Quoted passage —
------------------------------------------------------------------------

For example, getting people back into our town centres once restrictions have been lifted will involve thinking about how they serve as cultural centres and hubs as well as retail centres. Smart technology can play a key role in this from the look and feel of a street, to wayfinding and safety.
By combining information from public sensors with key data sets, we can build a much more detailed picture of how people are accessing services and make more informed decisions on how best to stimulate the local economy; helping small businesses to not just recover, but also become more market-proof in a fast-changing consumer landscape.
Using technology to promote healthy lifestyles
We have been exploring ways in which smart technology can support vulnerable people to become more independent when they are out and about on the street. This includes providing a constant connection to family and careers, or more effective wayfinding to help people navigate the streets. We can also use this technology to better support those who need to be shielded from COVID-19.
There is also a challenge to try to ensure that good behaviours learnt during the lockdown continue once restrictions are lifted. Through Sharing Cities, we have successfully tested ways to engage with people digitally and encourage greener choices. These can be used for a wide range of outcomes, such as encouraging the use of public transport or engaging with residents to help reduce peak electricity demand.
All of our learnings have been captured in the Digital Social Market Playbook, part of a series of resources available for boroughs and city managers who wish use this research to reduce barriers, speed up processes and ensure a more consistent approach.

------------------------------------------------------------------------

Dataset excerpts —
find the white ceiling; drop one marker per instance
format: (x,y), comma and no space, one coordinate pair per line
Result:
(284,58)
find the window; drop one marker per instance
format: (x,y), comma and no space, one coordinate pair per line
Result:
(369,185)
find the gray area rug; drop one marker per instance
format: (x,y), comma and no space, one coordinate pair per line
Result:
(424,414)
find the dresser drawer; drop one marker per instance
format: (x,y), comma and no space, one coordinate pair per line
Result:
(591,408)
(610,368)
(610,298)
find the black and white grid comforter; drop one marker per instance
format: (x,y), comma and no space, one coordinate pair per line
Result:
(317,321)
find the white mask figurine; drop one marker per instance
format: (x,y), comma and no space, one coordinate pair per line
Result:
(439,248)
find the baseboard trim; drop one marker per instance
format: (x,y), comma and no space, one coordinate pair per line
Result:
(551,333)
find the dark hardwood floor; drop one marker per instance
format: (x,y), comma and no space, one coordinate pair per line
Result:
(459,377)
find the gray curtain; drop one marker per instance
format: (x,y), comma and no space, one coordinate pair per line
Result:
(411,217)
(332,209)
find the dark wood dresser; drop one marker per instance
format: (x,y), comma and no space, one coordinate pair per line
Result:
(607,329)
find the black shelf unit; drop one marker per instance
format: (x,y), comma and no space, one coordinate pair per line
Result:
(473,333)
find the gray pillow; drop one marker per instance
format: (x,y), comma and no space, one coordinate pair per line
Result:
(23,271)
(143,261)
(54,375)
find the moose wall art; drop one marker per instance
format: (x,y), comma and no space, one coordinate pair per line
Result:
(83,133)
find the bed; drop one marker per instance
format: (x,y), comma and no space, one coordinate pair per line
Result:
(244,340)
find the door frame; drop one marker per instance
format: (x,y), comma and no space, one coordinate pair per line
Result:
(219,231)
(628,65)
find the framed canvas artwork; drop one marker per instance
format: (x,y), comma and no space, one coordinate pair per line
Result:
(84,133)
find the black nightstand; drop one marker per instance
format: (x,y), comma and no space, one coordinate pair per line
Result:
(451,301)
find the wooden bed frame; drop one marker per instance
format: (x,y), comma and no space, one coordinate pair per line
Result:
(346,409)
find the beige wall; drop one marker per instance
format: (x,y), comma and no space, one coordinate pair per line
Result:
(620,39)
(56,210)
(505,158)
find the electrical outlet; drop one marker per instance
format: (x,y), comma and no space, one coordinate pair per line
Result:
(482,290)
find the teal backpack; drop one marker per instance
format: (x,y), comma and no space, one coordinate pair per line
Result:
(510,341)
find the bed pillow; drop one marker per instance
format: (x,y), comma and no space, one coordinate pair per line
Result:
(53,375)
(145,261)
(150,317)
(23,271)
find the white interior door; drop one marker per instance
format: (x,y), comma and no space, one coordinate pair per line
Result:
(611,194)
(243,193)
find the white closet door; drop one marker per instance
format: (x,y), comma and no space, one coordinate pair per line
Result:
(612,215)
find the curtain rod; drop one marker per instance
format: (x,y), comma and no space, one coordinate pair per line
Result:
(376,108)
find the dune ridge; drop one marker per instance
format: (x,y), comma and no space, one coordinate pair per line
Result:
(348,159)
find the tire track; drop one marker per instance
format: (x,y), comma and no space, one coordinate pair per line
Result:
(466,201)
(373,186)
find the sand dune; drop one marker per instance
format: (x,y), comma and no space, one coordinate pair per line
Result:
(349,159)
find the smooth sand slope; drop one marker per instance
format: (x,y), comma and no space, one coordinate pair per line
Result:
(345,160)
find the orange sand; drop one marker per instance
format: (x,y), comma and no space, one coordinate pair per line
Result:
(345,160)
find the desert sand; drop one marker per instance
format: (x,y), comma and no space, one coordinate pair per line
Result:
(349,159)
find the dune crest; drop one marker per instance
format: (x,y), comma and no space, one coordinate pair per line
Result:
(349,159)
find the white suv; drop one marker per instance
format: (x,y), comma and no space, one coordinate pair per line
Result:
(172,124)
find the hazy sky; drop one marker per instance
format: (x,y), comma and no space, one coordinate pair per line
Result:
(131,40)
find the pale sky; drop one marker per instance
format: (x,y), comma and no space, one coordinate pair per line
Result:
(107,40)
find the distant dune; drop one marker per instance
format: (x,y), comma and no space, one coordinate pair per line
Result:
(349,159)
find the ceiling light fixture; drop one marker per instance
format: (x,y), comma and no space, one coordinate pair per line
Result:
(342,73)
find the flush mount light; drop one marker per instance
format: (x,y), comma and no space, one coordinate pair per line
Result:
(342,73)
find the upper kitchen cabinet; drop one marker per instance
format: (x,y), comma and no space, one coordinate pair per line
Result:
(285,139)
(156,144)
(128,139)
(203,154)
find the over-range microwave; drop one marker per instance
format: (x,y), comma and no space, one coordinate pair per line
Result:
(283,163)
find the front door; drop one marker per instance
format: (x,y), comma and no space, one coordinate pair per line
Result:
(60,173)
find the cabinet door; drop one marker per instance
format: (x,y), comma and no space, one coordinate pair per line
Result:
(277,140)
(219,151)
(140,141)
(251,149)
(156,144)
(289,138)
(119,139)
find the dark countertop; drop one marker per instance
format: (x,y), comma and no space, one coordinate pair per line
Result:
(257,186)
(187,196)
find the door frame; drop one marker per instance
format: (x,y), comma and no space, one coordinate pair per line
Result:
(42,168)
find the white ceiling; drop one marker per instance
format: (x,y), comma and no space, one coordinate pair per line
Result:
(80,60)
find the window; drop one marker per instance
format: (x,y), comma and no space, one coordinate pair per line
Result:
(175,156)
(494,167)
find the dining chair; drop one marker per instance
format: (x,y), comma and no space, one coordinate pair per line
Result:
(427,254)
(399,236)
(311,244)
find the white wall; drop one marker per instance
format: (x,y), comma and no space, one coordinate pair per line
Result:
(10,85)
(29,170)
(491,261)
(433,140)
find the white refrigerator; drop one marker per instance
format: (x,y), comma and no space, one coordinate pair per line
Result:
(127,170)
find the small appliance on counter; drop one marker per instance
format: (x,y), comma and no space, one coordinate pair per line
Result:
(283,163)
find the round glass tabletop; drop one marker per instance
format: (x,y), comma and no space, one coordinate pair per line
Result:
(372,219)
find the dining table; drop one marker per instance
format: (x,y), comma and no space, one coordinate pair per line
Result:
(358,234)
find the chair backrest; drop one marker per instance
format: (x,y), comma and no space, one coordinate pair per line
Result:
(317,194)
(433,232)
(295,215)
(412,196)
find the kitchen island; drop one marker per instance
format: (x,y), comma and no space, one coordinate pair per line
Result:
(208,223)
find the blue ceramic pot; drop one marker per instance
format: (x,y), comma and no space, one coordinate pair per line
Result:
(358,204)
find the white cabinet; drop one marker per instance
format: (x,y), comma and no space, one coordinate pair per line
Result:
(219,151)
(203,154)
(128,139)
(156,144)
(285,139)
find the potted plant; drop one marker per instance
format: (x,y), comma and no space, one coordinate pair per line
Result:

------------------------------------------------------------------------

Activities —
1. Reproduce the part of the smart technology passage from "There is also" to "more consistent approach.".
2. Write what comes next in the smart technology passage, picking up after its final sentence.

Per-task answers —
1.
There is also a challenge to try to ensure that good behaviours learnt during the lockdown continue once restrictions are lifted. Through Sharing Cities, we have successfully tested ways to engage with people digitally and encourage greener choices. These can be used for a wide range of outcomes, such as encouraging the use of public transport or engaging with residents to help reduce peak electricity demand.
All of our learnings have been captured in the Digital Social Market Playbook, part of a series of resources available for boroughs and city managers who wish use this research to reduce barriers, speed up processes and ensure a more consistent approach.

2.
As London returns to normal, more people will resume their commutes and travels into the city. The work we have done around smart and electric mobility in Greenwich can support the rise in active travel and also play an important part in maintaining London’s improved air quality.
Powering London’s green recovery
As Londoners are encouraged to spend more time in their homes, the quality of those homes becomes more important. We have retrofitted a large public housing estate in Greenwich with the latest in energy saving technology and connectivity to make these homes more liveable and sustainable. The results have been impressive, with great satisfaction rates and 40–60% energy savings. Looking at a district level, the Sustainable Energy Management System (SEMS) developed by Sharing Cities provides intelligent algorithms that can manage energy inputs and outputs across multiple buildings, resulting in further significant energy reductions. This could provide significant benefits for large scale housing providers engaged through the Mayor’s London Power initiative.
Moving forward, we are thinking about how we can share the learning from the projects mentioned above and work with boroughs and developers in London to implement different combinations of smart technology that are right for the people who live and work in the area. This will be key to helping London to recover effectively.
To do this, we have been working with London boroughs through the London Office of Technology and Innovation to develop a framework that supports boroughs to commission Internet of Things (IoT) technology with more confidence and with more consistency.
With a focus on measurable outcomes, IoT infrastructure can be more closely aligned to achieve pan-London goals.
Stimulating the market for innovation, improving connectivity and enabling low-carbon energy solutions is at the heart of realising London’s vision for a smarter, future-proof and digitally inclusive city that benefits all Londoners.